* [Source document]:
I am continually asked for sorghum and maple syrup. I wish I had time to pursue this.

Our state association published a cook book, of which I only sell a few. But the display catches the eye of the potential customer and causes them to stop and inquire.

I also went to ebay and searched for "honey nut cheerios." I found a bobble-head honey bee that decorates my table.

Grant
Jackson, MO http://maxhoney.homestead.com


.


----------



## Michael Palmer (Dec 29, 2006)

Grant said:


> I am continually asked for sorghum and maple syrup. I wish I had time to pursue this.


Did someone say _Maple?_


----------



## hpm08161947 (May 16, 2009)

Ever see honey bees attack a ripe patch of sweet sorghum?? Quite a sight! I have often wondered how much pollen they are getting. 
It is very hard work producing sweet sorghum syrup and it is very different than honey, but somehow it seems to complement honey sales in my mind.


----------



## coopermaple (Aug 30, 2009)

We sell a bit of honey alongside our maple syrup. We have a much larger line of maple related items than honey related. Looking to add more honey items next summer.


----------



## bkmuir (Sep 24, 2010)

* [Tasks]:
a. Reproduce a passage from the forum thread on honey and syrup sales, beginning at the words "We sell a bit" and stopping after the words "(Sep 24, 2010)".
b. In the forum thread on honey and syrup sales, what did Grant find when searching eBay for "honey nut cheerios"?
c. Pick up the forum thread on honey and syrup sales from its last line and write what follows.

* [Items]:
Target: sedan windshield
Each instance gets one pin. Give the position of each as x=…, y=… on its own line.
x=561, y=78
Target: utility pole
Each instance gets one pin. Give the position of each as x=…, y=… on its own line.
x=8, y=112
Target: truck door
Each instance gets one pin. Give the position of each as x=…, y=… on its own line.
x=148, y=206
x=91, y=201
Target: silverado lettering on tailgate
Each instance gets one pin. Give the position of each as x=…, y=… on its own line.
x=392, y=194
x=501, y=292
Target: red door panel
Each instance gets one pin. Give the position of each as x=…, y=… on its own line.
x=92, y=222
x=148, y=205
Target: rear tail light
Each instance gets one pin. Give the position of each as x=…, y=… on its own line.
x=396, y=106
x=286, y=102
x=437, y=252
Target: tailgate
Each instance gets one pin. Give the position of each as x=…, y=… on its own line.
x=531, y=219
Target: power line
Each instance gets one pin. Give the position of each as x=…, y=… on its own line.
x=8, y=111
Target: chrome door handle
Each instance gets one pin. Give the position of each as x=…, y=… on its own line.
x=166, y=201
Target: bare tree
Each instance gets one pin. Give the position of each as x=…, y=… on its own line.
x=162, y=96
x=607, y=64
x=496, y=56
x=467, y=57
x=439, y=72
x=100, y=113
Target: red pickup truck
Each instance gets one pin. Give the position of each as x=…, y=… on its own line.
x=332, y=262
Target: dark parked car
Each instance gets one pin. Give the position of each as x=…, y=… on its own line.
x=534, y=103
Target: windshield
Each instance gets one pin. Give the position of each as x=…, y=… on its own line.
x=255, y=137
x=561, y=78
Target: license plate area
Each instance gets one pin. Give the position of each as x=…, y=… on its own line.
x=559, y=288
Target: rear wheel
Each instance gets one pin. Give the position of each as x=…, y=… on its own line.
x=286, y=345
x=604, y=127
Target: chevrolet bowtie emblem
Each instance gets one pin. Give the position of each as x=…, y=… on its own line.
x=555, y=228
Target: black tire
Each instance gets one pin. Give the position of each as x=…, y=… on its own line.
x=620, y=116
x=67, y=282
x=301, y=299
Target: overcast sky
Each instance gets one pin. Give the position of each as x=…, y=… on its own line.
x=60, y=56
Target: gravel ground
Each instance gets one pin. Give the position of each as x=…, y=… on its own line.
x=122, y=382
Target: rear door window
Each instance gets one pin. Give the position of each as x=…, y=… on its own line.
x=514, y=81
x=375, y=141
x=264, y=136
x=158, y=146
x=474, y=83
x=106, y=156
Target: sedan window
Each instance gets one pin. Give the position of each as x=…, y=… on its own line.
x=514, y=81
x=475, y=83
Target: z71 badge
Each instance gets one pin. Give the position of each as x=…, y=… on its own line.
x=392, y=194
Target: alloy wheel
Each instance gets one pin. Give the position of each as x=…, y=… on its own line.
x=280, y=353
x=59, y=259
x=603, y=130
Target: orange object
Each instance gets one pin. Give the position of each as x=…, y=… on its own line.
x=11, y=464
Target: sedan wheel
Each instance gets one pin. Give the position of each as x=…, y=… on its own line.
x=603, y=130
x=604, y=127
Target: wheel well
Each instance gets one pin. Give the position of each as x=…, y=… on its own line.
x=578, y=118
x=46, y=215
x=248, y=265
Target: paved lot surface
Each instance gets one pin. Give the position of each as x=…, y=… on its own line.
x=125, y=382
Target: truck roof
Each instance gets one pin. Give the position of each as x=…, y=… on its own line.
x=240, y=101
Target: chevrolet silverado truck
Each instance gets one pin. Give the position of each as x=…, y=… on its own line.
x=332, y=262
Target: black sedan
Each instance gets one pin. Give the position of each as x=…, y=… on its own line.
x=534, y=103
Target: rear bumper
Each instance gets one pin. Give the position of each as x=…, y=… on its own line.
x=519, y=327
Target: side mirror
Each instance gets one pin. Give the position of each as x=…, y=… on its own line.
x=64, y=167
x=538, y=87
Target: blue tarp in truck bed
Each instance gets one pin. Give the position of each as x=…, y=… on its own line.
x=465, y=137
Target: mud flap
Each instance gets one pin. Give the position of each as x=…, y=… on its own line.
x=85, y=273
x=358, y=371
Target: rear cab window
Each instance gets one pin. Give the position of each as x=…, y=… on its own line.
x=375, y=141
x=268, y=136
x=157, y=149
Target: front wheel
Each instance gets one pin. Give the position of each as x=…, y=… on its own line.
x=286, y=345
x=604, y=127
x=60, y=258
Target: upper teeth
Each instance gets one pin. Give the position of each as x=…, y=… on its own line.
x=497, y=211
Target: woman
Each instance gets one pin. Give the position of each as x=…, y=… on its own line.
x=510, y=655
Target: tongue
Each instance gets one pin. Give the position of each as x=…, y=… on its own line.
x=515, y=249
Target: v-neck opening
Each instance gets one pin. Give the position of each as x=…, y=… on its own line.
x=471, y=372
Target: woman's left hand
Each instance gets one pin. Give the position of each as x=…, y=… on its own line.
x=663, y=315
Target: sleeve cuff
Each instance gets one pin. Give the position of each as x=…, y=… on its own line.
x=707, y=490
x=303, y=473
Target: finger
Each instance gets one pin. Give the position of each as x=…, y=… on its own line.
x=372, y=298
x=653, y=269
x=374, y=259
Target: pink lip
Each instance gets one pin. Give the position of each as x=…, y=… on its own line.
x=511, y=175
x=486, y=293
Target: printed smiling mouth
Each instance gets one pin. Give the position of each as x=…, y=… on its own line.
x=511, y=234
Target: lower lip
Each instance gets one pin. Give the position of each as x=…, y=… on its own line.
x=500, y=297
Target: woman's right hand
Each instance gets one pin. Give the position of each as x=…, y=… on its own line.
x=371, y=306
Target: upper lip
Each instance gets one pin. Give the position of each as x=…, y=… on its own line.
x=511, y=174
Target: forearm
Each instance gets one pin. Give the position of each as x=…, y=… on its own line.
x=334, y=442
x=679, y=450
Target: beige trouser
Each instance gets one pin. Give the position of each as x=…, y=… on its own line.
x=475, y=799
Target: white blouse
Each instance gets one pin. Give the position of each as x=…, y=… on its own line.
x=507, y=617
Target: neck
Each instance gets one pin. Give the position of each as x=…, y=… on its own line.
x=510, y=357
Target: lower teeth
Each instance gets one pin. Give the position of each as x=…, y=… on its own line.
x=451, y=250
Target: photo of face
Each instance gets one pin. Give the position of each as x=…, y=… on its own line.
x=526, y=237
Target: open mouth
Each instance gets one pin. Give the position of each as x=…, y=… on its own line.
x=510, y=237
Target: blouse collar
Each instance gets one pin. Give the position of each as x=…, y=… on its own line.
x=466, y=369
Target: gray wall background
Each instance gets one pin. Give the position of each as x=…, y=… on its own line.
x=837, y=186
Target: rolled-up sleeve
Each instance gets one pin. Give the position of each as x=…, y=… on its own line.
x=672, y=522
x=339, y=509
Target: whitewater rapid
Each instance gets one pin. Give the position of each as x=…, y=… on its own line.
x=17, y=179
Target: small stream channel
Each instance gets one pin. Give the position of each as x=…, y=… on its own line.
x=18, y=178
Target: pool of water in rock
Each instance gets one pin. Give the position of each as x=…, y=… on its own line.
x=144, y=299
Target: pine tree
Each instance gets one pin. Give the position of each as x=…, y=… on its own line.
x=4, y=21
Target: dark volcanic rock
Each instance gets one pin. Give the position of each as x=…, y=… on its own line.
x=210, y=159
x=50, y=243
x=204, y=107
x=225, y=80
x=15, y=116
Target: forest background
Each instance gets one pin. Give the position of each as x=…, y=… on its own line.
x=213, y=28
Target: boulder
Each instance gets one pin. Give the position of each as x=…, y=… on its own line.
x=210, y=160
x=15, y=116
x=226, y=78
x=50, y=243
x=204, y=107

* [Task-by-task outputs]:
a.
We sell a bit of honey alongside our maple syrup. We have a much larger line of maple related items than honey related. Looking to add more honey items next summer.


----------



## bkmuir (Sep 24, 2010)

b. A bobble-head honey bee that now decorates Grant's table.

c.
You might want to look at the entries on this blog Bee Keeper Merchandise to get an idea of the many items available related to bees, including labels, t-shirts, mugs, hats, and much more. 
This site links to multiple sellers, gathering bee related items in one spot.

Most of the items listed may be customized and there is no minimum order.


----------



## Grant (Jun 12, 2004)

Michael Palmer said:


> Did someone say _Maple?_


Surprisingly, Southeast Missouri produces a lot of maple syrup. It's okay, though nothing compared to the good stuff we produced in Minnesota when I was a kid. I'm sure those producers in the Northeast have an opinion of their product as well!

It's kind of like barbeque. Kansas City thinks their's is best, but St. Louis and Memphis have their own ideas.

I still wish I had more time to do those things.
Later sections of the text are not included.